Task
Read through the lines below and copy the ones holding the string "yellow".

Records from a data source
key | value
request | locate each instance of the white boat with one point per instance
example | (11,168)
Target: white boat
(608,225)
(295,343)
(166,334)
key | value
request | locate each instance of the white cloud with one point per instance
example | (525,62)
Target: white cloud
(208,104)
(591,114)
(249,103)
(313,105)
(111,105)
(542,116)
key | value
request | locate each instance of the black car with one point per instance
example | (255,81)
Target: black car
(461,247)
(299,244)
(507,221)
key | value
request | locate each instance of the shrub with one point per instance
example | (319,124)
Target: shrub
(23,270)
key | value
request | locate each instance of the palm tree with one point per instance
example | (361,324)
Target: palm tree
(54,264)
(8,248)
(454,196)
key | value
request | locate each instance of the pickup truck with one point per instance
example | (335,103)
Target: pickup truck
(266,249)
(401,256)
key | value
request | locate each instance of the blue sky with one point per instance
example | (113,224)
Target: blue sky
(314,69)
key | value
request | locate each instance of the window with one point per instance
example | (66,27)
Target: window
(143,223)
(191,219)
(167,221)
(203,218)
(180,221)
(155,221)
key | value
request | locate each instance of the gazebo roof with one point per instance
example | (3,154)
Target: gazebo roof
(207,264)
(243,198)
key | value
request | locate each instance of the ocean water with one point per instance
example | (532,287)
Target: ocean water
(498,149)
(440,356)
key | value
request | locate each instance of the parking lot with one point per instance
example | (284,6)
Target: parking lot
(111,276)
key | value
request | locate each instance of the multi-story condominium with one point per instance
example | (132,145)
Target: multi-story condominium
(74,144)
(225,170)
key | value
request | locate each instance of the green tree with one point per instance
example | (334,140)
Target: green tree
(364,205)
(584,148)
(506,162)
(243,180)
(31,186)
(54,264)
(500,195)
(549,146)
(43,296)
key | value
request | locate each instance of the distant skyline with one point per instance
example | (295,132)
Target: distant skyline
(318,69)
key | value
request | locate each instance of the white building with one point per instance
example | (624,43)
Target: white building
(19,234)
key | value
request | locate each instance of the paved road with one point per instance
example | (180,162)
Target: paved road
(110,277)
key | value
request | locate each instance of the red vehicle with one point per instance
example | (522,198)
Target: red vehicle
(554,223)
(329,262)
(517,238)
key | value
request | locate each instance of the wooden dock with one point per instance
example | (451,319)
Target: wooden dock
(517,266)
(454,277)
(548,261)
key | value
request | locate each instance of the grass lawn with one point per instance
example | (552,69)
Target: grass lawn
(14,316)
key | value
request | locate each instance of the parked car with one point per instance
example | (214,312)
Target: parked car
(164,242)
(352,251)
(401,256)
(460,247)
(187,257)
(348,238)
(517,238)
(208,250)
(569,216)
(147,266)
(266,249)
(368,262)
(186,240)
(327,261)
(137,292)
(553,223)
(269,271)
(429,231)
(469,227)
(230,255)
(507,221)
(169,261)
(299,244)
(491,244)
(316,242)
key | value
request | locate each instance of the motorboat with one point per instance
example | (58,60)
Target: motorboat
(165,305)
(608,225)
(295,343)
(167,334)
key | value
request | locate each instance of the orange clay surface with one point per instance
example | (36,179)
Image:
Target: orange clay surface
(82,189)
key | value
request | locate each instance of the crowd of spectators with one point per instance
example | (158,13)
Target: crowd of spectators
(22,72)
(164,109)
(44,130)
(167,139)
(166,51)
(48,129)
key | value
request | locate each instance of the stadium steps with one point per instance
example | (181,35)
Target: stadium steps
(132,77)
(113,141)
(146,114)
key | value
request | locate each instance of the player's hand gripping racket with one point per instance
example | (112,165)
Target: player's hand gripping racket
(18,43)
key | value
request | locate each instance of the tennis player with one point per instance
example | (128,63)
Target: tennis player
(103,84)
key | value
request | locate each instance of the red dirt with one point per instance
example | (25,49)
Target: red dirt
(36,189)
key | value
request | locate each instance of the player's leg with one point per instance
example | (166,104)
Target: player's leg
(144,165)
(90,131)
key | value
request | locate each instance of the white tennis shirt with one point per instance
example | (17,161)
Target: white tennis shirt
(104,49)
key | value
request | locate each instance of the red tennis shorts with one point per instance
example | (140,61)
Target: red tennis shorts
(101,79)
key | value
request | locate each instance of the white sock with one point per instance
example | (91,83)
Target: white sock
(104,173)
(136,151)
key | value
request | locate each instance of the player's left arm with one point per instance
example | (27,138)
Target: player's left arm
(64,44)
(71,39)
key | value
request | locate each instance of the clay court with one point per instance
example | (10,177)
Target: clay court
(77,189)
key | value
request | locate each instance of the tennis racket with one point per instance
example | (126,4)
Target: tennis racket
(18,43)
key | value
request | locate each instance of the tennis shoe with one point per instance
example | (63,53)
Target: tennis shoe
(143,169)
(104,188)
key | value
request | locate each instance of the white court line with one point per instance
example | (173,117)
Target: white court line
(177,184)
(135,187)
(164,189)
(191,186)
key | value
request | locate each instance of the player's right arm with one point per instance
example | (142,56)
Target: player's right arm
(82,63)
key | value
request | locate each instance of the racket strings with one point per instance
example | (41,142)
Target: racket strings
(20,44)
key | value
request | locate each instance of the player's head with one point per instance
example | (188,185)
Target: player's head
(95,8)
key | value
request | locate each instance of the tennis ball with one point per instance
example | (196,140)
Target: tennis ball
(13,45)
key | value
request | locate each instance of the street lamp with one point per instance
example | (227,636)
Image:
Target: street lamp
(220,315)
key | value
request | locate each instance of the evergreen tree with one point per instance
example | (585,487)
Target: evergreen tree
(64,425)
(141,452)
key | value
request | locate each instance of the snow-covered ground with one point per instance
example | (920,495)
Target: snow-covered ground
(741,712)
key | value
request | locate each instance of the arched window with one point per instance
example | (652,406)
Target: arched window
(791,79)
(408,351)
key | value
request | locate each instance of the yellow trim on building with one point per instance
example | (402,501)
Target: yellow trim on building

Exercise answer
request | locate each instance of the yellow trim on building with one point per instance
Target: yellow trim on building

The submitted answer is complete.